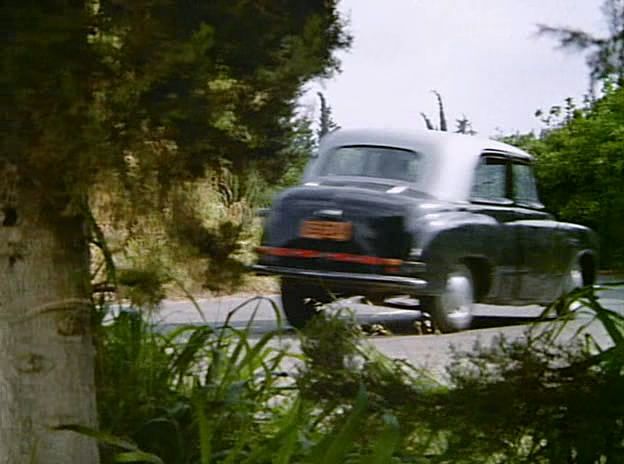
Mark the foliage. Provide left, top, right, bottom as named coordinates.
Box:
left=539, top=0, right=624, bottom=85
left=420, top=90, right=476, bottom=135
left=505, top=81, right=624, bottom=267
left=317, top=92, right=340, bottom=140
left=0, top=0, right=350, bottom=294
left=89, top=282, right=624, bottom=464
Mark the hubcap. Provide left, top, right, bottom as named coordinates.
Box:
left=441, top=272, right=474, bottom=318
——
**Given request:**
Output as a JSON list of strings every line from the one containing "Mark the hubcap." down to the end of the material, one string per line, leaving out blank lines.

**Response for this exercise:**
[
  "Mark the hubcap. Provide left, top, right, bottom as named coordinates.",
  "Box:",
  "left=441, top=272, right=474, bottom=318"
]